* _Task prompt_: Copy each entry below exactly. No images.

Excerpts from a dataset
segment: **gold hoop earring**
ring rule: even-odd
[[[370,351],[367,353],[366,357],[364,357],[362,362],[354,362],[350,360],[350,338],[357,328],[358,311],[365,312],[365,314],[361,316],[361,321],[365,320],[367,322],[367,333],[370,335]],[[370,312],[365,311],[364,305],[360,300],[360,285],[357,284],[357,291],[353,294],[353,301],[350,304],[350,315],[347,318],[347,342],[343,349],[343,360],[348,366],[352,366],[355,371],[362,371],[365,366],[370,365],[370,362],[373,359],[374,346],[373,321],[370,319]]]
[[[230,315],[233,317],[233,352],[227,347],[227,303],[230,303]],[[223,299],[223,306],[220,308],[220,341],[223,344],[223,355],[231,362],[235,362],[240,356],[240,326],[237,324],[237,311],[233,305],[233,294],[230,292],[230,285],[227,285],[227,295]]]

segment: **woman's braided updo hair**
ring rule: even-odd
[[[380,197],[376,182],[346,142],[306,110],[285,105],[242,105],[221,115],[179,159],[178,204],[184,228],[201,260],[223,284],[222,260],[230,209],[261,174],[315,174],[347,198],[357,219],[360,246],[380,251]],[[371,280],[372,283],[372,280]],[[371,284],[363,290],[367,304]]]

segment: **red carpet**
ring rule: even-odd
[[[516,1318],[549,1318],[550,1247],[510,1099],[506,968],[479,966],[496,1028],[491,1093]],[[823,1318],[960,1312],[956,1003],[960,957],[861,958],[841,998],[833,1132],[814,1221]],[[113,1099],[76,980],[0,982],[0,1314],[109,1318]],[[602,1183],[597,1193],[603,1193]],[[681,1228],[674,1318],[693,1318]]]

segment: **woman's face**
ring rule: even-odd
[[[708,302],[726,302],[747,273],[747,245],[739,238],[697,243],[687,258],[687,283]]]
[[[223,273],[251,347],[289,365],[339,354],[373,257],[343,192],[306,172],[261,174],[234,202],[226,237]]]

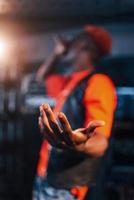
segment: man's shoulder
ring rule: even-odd
[[[106,74],[103,73],[95,73],[91,76],[91,78],[88,80],[88,84],[108,84],[112,87],[114,86],[113,80]]]

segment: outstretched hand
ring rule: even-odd
[[[58,121],[48,104],[40,106],[39,126],[45,139],[54,147],[85,153],[89,151],[90,138],[96,134],[95,129],[105,125],[102,120],[94,120],[87,128],[72,130],[67,117],[62,112],[58,114]]]

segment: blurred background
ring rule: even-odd
[[[0,200],[30,200],[42,142],[38,106],[51,101],[35,73],[54,47],[85,24],[112,35],[101,70],[115,82],[118,106],[108,164],[95,199],[134,199],[134,1],[0,0]],[[63,73],[61,69],[60,73]],[[51,102],[52,103],[52,102]]]

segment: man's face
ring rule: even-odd
[[[71,46],[66,55],[66,59],[70,60],[75,71],[89,69],[90,53],[85,47],[85,41],[76,42]]]

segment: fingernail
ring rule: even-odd
[[[104,126],[105,124],[106,124],[106,122],[104,122],[104,121],[101,122],[101,125],[102,125],[102,126]]]
[[[96,121],[95,124],[98,125],[98,126],[104,126],[106,123],[103,120],[98,120],[98,121]]]

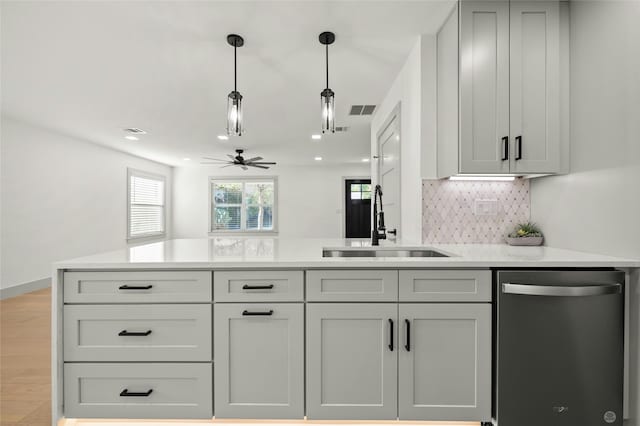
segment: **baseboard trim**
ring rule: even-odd
[[[14,285],[13,287],[2,288],[0,289],[0,300],[20,296],[21,294],[30,293],[36,290],[42,290],[47,287],[51,287],[51,278],[43,278],[41,280]]]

* _Response for this exercise_:
segment: **gold hoop earring**
ring rule: even-odd
[[[370,351],[367,353],[366,357],[364,357],[362,362],[354,362],[350,360],[350,338],[357,328],[358,311],[365,312],[365,314],[361,316],[361,321],[365,320],[367,322],[367,333],[370,335]],[[370,312],[365,311],[364,305],[360,300],[360,285],[357,284],[357,291],[353,294],[353,301],[350,304],[350,315],[347,318],[347,342],[343,349],[343,360],[348,366],[352,366],[355,371],[362,371],[365,366],[370,365],[370,362],[373,359],[374,346],[373,321],[370,319]]]
[[[230,315],[233,317],[233,352],[227,347],[227,303],[230,303]],[[223,299],[223,306],[220,308],[220,341],[223,344],[223,355],[231,362],[235,362],[240,356],[240,326],[237,324],[237,311],[233,305],[233,294],[230,292],[230,285],[227,285],[227,295]]]

segment: **woman's braided updo hair**
ring rule: even-odd
[[[380,197],[376,182],[346,142],[306,110],[285,105],[242,105],[221,115],[179,159],[178,204],[184,228],[201,260],[223,284],[222,260],[230,209],[261,174],[315,174],[347,198],[357,219],[360,246],[380,251]],[[371,280],[372,283],[372,280]],[[371,284],[363,290],[367,304]]]

segment: **red carpet**
ring rule: even-odd
[[[516,1318],[549,1318],[550,1247],[510,1099],[506,968],[479,966],[496,1028],[491,1093]],[[823,1318],[960,1312],[956,1003],[960,957],[861,958],[841,998],[833,1132],[814,1221]],[[113,1099],[76,980],[0,982],[0,1314],[109,1318]],[[602,1183],[597,1193],[603,1193]],[[681,1228],[674,1318],[693,1318]]]

segment: **woman's face**
ring rule: even-odd
[[[708,302],[726,302],[747,273],[747,245],[739,238],[697,243],[687,258],[687,283]]]
[[[223,273],[251,347],[289,365],[339,354],[373,257],[343,192],[306,172],[261,174],[234,202],[226,237]]]

segment: man's shoulder
ring rule: even-odd
[[[106,74],[103,73],[95,73],[91,76],[91,78],[88,80],[88,84],[108,84],[112,87],[114,86],[113,80]]]

segment: outstretched hand
ring rule: even-odd
[[[58,121],[48,104],[40,106],[39,126],[45,139],[54,147],[85,153],[89,151],[90,138],[96,134],[95,129],[105,125],[102,120],[94,120],[87,128],[72,130],[67,117],[62,112],[58,114]]]

segment: blurred background
ring rule: even-odd
[[[0,200],[30,200],[42,142],[38,106],[51,101],[35,73],[54,47],[85,24],[112,35],[101,70],[115,82],[118,106],[108,164],[95,199],[134,199],[134,1],[0,0]],[[63,73],[61,69],[60,73]],[[51,102],[52,103],[52,102]]]

segment: man's face
ring rule: even-odd
[[[71,46],[66,55],[66,59],[70,60],[75,71],[89,69],[90,53],[85,47],[85,41],[76,42]]]

segment: fingernail
ring rule: even-odd
[[[104,126],[105,124],[106,124],[106,122],[104,122],[104,121],[101,122],[101,125],[102,125],[102,126]]]
[[[96,121],[95,124],[98,125],[98,126],[104,126],[106,123],[103,120],[98,120],[98,121]]]

segment: **baseboard trim**
ring rule: even-odd
[[[14,285],[13,287],[2,288],[0,289],[0,300],[20,296],[21,294],[30,293],[36,290],[42,290],[47,287],[51,287],[51,278],[43,278],[41,280]]]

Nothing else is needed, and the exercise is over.